___ Text excerpt

A-365-81
Sammy Parcho (Applicant)
v.
Minister of Employment and Immigration
(Respondent)
Court of Appeal, Heald and Ryan JJ. and
MacKay D.J.—Toronto, October 1; Ottawa, Octo-
ber 19, 1981.
Judicial review — Immigration — Application to set aside
exclusion order — Applicant was approved as an applicant
under the 1973 Adjustment of Status Program — Applicant
has never produced a valid passport — In 1981, applicant
attempted to cross the American border, but was arrested and
later ordered to be deported — Relying on subss. 12(1) and (2)
of the Immigration Act, 1976, a Canadian immigration officer
prepared a report on the basis that the applicant was an
immigrant seeking admission to Canada to establish perma
nent residence, but that he was inadmissible because he lacked
a valid passport — An exclusion order was subsequently made
based on the applicant's failure to obtain a visa before appear
ing at a port of entry — Whether applicant was required to
have a visa or a passport when returning to Canada from a
temporary absence in the U.S.A. since his application under
the 1973 Adjustment of Status Program had not been finally
dealt with — Application dismissed — Federal Court Act,
R.S.C. 1970 (2nd Supp.), c. 10, s. 28 — Immigration Act,
1976, S.C. 1976-77, c. 52, ss. 9(1), 12(1),(2), 20(1), 27(2)(d),
128 — Interpretation Act, R.S.C. 1970, c. 1-23, s. 35 —
Immigration Regulations, 1978, SOR/78-172, s. 14(1)(a).

______

# [Directions]
A – Name each act or set of regulations cited at the end of the immigration case headnote, after "Application dismissed".
B – Retype the immigration case headnote word for word, starting with "Judicial review —" and going on through "12(1) and (2)".
C – Extend the immigration case headnote beyond its final line.

___ Extracted records

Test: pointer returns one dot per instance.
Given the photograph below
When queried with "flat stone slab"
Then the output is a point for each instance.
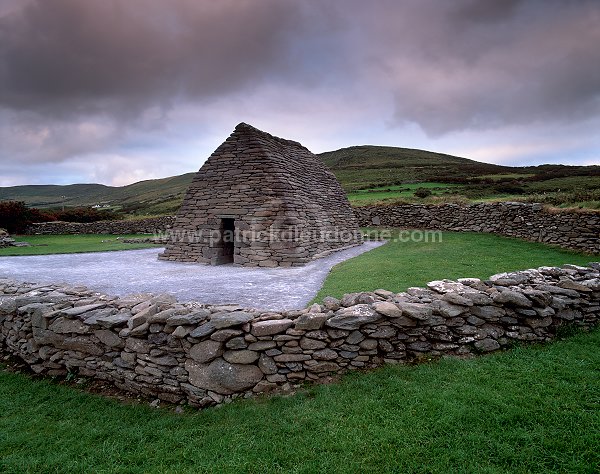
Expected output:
(139, 271)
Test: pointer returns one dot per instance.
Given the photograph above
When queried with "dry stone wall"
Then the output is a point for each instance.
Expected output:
(270, 198)
(152, 225)
(205, 355)
(572, 230)
(568, 229)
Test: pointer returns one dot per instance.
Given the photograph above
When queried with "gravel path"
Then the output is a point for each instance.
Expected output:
(139, 271)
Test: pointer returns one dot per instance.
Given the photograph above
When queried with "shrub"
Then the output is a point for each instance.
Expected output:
(422, 193)
(15, 216)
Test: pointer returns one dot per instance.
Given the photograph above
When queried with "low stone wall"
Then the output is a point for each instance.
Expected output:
(568, 229)
(151, 225)
(572, 230)
(205, 355)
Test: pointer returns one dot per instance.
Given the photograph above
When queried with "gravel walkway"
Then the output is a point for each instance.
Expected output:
(139, 271)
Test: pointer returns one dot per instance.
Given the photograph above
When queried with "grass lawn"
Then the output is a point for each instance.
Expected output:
(49, 244)
(398, 265)
(402, 191)
(531, 409)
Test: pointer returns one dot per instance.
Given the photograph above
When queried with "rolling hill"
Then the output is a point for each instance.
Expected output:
(360, 169)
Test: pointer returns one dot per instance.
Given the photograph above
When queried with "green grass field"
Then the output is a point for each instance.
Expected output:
(531, 409)
(399, 265)
(388, 193)
(528, 410)
(49, 244)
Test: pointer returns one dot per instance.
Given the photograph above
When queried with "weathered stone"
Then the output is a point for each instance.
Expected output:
(137, 345)
(573, 285)
(225, 334)
(311, 321)
(325, 354)
(226, 320)
(512, 298)
(368, 344)
(384, 332)
(487, 345)
(81, 344)
(418, 311)
(310, 344)
(268, 328)
(222, 377)
(236, 343)
(419, 346)
(291, 357)
(487, 312)
(181, 331)
(114, 320)
(331, 303)
(203, 330)
(262, 345)
(261, 180)
(353, 317)
(539, 322)
(139, 330)
(79, 310)
(142, 317)
(387, 309)
(448, 310)
(65, 326)
(109, 338)
(355, 337)
(455, 298)
(322, 367)
(206, 351)
(241, 357)
(162, 316)
(191, 318)
(267, 365)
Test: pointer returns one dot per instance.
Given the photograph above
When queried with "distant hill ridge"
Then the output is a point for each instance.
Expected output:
(356, 167)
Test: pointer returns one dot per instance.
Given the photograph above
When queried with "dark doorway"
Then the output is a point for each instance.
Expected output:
(228, 238)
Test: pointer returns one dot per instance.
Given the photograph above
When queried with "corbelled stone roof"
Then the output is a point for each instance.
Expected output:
(265, 183)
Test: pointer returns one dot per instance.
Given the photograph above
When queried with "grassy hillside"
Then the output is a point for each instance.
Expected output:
(369, 174)
(149, 193)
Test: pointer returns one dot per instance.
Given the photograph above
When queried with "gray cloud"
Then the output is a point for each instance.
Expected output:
(79, 57)
(90, 77)
(472, 64)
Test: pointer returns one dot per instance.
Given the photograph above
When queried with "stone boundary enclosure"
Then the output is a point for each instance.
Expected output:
(205, 355)
(568, 229)
(152, 225)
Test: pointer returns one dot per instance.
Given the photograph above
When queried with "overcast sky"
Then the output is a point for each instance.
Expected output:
(116, 91)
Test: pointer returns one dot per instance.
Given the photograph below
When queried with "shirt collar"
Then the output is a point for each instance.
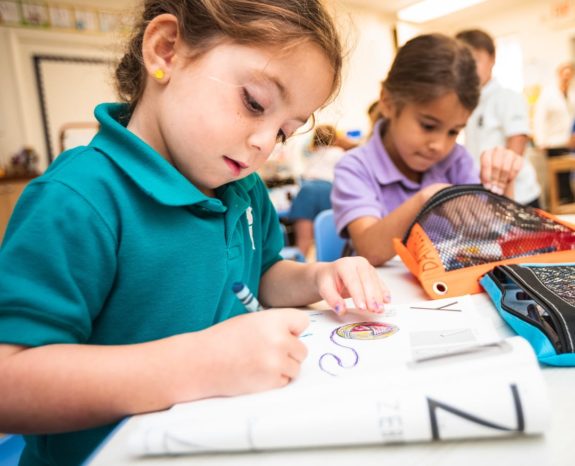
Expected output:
(147, 168)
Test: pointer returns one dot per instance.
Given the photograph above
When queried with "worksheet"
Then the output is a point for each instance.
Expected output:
(427, 371)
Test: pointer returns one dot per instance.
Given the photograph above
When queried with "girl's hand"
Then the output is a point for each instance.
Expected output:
(499, 167)
(351, 277)
(252, 352)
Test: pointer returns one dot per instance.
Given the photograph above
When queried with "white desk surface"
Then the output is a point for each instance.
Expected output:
(555, 448)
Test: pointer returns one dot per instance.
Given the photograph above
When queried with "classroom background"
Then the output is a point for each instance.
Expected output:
(56, 60)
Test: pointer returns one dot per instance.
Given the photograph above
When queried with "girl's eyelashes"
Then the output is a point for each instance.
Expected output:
(281, 137)
(252, 104)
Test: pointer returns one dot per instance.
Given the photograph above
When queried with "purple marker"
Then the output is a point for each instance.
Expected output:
(246, 297)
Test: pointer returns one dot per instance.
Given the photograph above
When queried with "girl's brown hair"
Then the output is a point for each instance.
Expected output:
(430, 66)
(203, 23)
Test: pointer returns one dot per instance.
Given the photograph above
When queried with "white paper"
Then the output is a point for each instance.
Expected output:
(436, 375)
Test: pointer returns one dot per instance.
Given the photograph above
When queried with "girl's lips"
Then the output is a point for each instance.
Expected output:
(235, 166)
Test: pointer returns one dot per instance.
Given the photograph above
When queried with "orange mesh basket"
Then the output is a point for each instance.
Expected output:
(464, 231)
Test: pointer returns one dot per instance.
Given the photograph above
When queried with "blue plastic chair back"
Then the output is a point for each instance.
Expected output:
(11, 447)
(328, 244)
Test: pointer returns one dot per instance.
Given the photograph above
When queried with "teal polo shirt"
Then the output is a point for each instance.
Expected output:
(112, 245)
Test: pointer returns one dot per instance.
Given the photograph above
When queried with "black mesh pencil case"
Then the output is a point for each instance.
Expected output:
(538, 303)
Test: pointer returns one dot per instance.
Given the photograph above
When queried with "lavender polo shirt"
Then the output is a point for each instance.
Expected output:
(368, 184)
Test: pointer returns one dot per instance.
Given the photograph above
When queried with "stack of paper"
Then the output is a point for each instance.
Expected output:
(431, 371)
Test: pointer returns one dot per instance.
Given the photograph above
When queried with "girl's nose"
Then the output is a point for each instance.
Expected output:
(263, 140)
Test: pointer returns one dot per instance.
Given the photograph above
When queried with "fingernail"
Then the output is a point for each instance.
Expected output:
(338, 309)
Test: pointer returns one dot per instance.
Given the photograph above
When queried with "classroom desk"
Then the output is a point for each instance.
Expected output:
(555, 448)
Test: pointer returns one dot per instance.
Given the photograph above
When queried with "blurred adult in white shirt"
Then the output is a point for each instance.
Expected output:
(500, 119)
(553, 121)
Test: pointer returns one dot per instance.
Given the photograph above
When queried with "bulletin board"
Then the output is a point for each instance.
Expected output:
(68, 90)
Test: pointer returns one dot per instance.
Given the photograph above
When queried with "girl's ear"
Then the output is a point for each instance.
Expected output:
(386, 104)
(159, 47)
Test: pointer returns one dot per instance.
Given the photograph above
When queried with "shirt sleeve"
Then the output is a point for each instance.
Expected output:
(354, 194)
(57, 266)
(272, 237)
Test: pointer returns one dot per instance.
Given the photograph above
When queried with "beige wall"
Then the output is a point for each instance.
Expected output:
(544, 43)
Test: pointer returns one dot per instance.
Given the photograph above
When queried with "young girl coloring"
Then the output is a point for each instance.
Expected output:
(430, 92)
(117, 267)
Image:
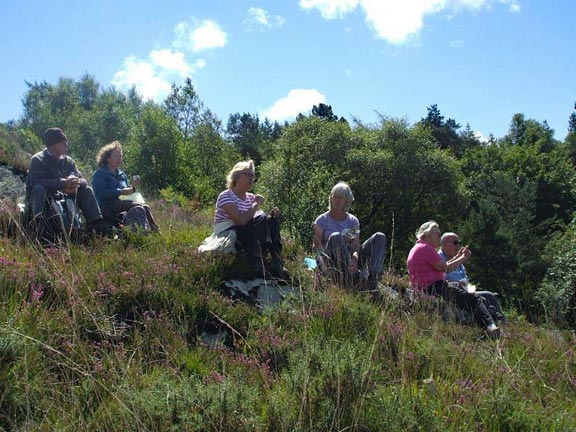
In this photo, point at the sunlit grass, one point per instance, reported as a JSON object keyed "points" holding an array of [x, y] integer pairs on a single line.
{"points": [[108, 336]]}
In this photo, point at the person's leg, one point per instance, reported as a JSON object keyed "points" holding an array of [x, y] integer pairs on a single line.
{"points": [[277, 268], [153, 225], [37, 200], [338, 252], [372, 257], [471, 302], [86, 201], [251, 240], [493, 305]]}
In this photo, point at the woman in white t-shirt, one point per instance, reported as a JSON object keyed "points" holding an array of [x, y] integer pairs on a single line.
{"points": [[257, 232], [337, 242]]}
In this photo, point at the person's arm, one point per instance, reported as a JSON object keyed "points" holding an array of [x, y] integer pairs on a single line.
{"points": [[39, 174], [242, 218], [318, 241], [461, 257], [106, 186], [355, 248]]}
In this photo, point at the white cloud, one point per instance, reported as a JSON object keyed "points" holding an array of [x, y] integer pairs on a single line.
{"points": [[456, 43], [330, 9], [199, 35], [144, 76], [153, 76], [171, 61], [260, 19], [297, 101], [397, 21]]}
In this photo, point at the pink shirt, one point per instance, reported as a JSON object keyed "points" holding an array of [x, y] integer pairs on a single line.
{"points": [[229, 197], [420, 262]]}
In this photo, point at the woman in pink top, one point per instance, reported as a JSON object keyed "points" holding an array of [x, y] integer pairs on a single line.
{"points": [[257, 232], [428, 270]]}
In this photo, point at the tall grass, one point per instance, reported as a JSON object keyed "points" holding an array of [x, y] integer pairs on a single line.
{"points": [[109, 337]]}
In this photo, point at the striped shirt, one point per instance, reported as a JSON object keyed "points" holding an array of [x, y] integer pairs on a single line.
{"points": [[330, 225], [229, 197]]}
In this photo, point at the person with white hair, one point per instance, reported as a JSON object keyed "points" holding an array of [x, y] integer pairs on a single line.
{"points": [[337, 241], [256, 231], [428, 270], [450, 244]]}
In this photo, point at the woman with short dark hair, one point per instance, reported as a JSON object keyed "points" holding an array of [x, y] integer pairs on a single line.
{"points": [[110, 183]]}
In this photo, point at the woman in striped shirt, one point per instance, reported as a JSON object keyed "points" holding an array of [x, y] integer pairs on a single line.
{"points": [[257, 232]]}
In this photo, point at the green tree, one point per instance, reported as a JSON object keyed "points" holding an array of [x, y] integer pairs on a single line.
{"points": [[308, 159], [90, 116], [153, 148], [184, 105], [400, 181], [444, 132], [247, 135]]}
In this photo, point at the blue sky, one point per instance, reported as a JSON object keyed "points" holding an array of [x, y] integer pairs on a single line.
{"points": [[480, 61]]}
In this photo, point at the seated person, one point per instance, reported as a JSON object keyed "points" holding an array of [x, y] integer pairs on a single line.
{"points": [[450, 244], [53, 175], [428, 270], [336, 239], [110, 182], [257, 232]]}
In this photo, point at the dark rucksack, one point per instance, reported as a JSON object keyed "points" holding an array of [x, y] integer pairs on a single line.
{"points": [[136, 219]]}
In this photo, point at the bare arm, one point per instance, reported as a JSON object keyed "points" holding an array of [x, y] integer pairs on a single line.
{"points": [[318, 242], [461, 257], [242, 218]]}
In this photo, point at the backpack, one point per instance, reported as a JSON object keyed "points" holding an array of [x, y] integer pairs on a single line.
{"points": [[136, 219]]}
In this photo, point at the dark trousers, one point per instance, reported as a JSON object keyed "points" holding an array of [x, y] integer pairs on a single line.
{"points": [[259, 235], [119, 206], [458, 296], [84, 200]]}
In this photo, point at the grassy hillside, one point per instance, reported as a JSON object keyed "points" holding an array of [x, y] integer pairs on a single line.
{"points": [[109, 337]]}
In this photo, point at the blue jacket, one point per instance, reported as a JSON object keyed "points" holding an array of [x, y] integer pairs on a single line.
{"points": [[108, 186]]}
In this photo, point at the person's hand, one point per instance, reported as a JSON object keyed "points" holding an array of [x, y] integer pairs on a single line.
{"points": [[71, 184]]}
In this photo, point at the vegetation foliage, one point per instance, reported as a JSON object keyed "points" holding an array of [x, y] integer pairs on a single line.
{"points": [[110, 336]]}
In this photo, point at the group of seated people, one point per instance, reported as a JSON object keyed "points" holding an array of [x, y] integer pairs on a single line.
{"points": [[54, 176], [340, 254], [442, 274]]}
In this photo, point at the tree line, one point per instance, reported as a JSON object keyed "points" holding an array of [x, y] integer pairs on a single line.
{"points": [[512, 199]]}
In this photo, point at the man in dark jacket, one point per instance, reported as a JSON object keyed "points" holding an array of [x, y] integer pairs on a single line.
{"points": [[53, 175]]}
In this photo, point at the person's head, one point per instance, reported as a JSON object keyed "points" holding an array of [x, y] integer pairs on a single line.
{"points": [[430, 233], [55, 141], [244, 168], [343, 191], [110, 154], [450, 244]]}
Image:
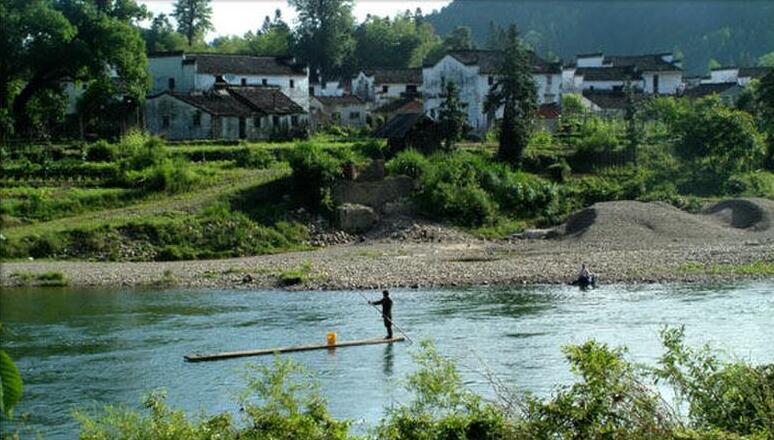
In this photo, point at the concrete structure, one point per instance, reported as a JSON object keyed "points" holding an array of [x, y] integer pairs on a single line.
{"points": [[180, 72], [225, 113], [382, 85], [345, 111], [657, 74], [475, 72]]}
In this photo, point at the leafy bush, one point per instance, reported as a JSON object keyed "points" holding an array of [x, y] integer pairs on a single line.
{"points": [[408, 163], [101, 151], [314, 172]]}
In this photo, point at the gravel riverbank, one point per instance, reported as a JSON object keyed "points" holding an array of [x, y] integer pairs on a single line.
{"points": [[628, 242]]}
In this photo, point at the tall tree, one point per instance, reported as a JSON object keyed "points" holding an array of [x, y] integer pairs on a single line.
{"points": [[514, 90], [323, 38], [193, 18], [45, 43], [452, 118]]}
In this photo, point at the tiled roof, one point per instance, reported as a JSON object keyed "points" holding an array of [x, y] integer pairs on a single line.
{"points": [[241, 101], [219, 64], [400, 125], [642, 63], [754, 72], [607, 73], [610, 99], [218, 103], [340, 100], [703, 90], [489, 60], [395, 75]]}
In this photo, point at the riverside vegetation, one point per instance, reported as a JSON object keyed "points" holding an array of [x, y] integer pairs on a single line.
{"points": [[688, 394], [143, 200]]}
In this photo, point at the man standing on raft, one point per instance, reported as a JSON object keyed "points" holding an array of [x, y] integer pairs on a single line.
{"points": [[386, 304]]}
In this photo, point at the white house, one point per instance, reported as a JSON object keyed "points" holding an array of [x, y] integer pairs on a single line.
{"points": [[382, 85], [225, 112], [651, 73], [475, 72], [181, 72], [345, 111]]}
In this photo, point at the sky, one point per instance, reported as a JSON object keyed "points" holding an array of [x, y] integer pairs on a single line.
{"points": [[235, 17]]}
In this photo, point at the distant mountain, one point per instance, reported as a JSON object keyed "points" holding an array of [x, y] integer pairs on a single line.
{"points": [[730, 32]]}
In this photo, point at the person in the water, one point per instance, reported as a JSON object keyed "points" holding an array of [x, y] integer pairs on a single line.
{"points": [[386, 303]]}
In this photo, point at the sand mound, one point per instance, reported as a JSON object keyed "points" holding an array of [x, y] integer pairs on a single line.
{"points": [[636, 224], [752, 214]]}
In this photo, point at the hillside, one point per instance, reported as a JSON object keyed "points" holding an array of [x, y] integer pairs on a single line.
{"points": [[729, 32]]}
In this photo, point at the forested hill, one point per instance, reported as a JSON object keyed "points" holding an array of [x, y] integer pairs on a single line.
{"points": [[727, 31]]}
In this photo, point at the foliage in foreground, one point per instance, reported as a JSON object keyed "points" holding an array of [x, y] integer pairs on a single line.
{"points": [[612, 398]]}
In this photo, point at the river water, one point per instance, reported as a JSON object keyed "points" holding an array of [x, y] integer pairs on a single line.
{"points": [[80, 348]]}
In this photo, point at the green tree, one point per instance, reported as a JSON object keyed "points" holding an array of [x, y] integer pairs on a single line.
{"points": [[461, 38], [45, 43], [161, 36], [514, 91], [323, 38], [193, 18], [452, 117]]}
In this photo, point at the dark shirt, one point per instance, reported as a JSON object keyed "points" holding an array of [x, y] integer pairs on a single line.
{"points": [[386, 304]]}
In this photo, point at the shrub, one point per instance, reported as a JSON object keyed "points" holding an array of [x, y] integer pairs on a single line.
{"points": [[101, 151], [314, 172], [408, 163]]}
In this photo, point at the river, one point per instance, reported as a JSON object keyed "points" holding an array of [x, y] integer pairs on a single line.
{"points": [[80, 348]]}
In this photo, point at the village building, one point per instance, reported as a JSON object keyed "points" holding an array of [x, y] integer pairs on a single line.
{"points": [[656, 74], [345, 111], [475, 72], [383, 85], [181, 72], [225, 112]]}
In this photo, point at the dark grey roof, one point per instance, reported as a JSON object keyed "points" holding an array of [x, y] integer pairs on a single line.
{"points": [[270, 101], [489, 60], [611, 99], [241, 101], [340, 100], [400, 125], [389, 75], [219, 103], [642, 63], [703, 90], [755, 72], [219, 64], [607, 73]]}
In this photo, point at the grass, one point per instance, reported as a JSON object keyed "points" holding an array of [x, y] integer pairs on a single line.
{"points": [[45, 279], [755, 268], [297, 275]]}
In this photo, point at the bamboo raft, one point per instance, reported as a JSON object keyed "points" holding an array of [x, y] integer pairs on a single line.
{"points": [[262, 352]]}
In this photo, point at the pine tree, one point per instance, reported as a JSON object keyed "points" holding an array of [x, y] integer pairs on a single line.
{"points": [[514, 90], [452, 119], [193, 18]]}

______

# [Task-by-task results]
A – Federal Court Act; Immigration Act, 1976; Interpretation Act; Immigration Regulations, 1978

B –
Judicial review — Immigration — Application to set aside
exclusion order — Applicant was approved as an applicant
under the 1973 Adjustment of Status Program — Applicant
has never produced a valid passport — In 1981, applicant
attempted to cross the American border, but was arrested and
later ordered to be deported — Relying on subss. 12(1) and (2)

C –
Nagra v. Minister of Employment and Immigration
[1980] 2 F.C. 10, applied. Smalenskas v. Minister of
Employment and Immigration [1979] 2 F.C. 145,
distinguished.
APPLICATION for judicial review.
COUNSEL:
B. Knazan for applicant.
T. James for respondent.
SOLICITORS:
Knazan, Jackman & Goodman, Toronto, for
applicant.
Deputy Attorney General of Canada for
respondent.
The following are the reasons for judgment
rendered in English by
HEALD J.: This is a section 28 application to
review and set aside an exclusion order made by
Adjudicator, J. E. Kenney, against the applicant
on June 19, 1981.
The applicant, a citizen of Nigeria, first came
into Canada in 1972 as a non-immigrant visitor.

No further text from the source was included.